GECITEERDE PASSAGE

==================================================

Datei:CebreiroDElias.jpg

Pastoor Elías Valiña Sampedro

SDC11554

Geheimzinnig O Cebreiro

Ondanks de koude hierboven moet toch verder worden gegaan waarbij nog 2 colletjes genomen moeten worden. Het is bovendien bijna uitgesloten in de refugio hier te blijven of in het eerstvolgende dorp Hospital da Condesa. Galicië is voor een hoop Pelgrims het beginpunt van de Camino. Ze komen met de bus aan en bezetten voorlopig alle herbergen. Hou hier dus goed rekening mee en zoek net ervoor plaats (lukt prima!) of in Triacastela.

Hoewel nog zo vroeg in het voorjaar zit de refugio al propvol als bij het verlaten van het dorp langs gekomen wordt. Eerst een stukje naar beneden met weer de geweldige uitzichten over het noorden van Galicië.

SDC11556

Noorden van Galicië

Verderop klimt het weer waarbij de harde wind recht op de kop blaast. Bovendien valt er een lichte stuifsneeuw die gevoelig prikt. De weg omhoog naar de Alto de San Roque tekent op de dennenbomen haarscherp de vorstgrens door de aangevroren mist op de naalden.

==================================================

OPDRACHTEN
**A)** Waardoor is de vorstgrens op de dennenbomen langs de weg naar de Alto de San Roque volgens de passage over O Cebreiro haarscherp te zien?
**B)** Schrijf de passage over de tocht vanuit O Cebreiro verder, te beginnen na de laatste zin.

==================================================

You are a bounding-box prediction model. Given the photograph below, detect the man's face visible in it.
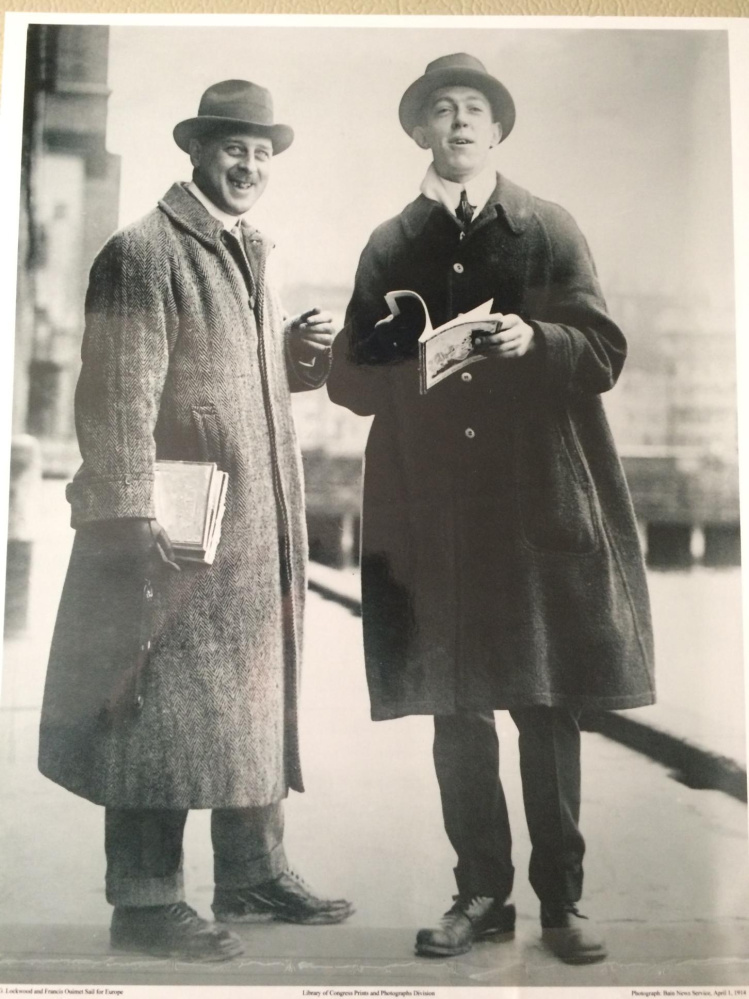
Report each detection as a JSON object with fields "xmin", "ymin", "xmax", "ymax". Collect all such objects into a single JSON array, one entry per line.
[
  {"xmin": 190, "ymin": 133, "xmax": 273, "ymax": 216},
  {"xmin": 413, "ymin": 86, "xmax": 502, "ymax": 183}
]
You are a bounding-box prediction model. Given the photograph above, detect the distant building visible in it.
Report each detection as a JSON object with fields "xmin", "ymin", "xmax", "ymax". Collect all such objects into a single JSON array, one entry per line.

==================================================

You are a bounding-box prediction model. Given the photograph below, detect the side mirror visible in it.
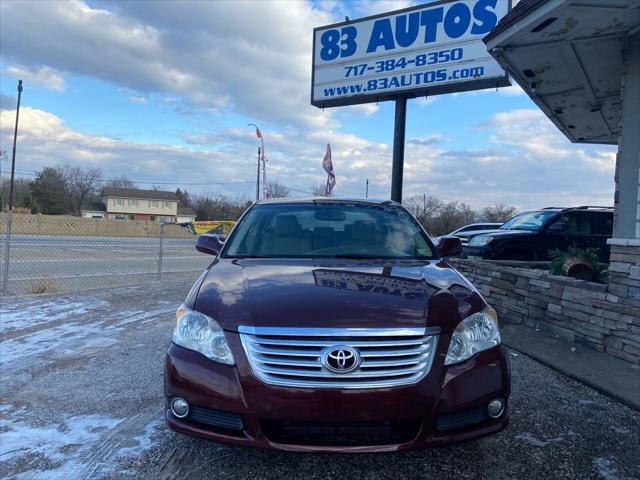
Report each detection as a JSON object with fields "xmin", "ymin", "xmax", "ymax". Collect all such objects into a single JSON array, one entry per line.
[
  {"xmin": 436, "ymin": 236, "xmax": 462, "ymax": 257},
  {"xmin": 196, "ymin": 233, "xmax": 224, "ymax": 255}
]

==================================================

ANTWOORDEN PER OPDRACHT
**A)** Door de aangevroren mist op de naalden.

**B)**
SDC11557

Vorstgrens op de bomen

Bij het beeld van San Roque moet even gestopt worden. De foto’s worden steeds moeizamer genomen waarbij het de vraag is hoelang de batterijen het volhouden in de kou.

SDC11558

Alto de San Roque

Vanaf San Roque gaat het over de bergruggen naar beneden langs Hospital, met een venijnig klimmetje naar de Alto do Poio op 1335 m hoogte en het laatste echt hoge punt tot Santiago. Vanaf O Cebreiro waren dit 9 loodzware kilometers.

SDC11559

Alto do Poio

Het is nu zaak de berg zo vlug mogelijk af te komen naar beneden waar het warmer moet zijn. Door het ploeteren met het klimmen gaat een natte rug samen met de indringende koude, waarbij de handschoenen en overschoentjes te weinig bescherming bieden; geen fijne combinatie! Triacastela ligt al gauw een 700 m lager en dat maakt veel uit. Het jack goed winddicht gesnoerd wordt begonnen aan een pijlsnelle afdaling. Een enkele keer stop ik voor een foto. Als halverwege wat blauwe bloemetjes worden gefotografeerd, passend bij de kou, komen de drie Spanjaarden weer langs, verbaasd kijkend. Een vraagt of het goed gaat wat natuurlijk beaamd wordt.

 

SDC11560

Zo gauw mogelijk omlaag!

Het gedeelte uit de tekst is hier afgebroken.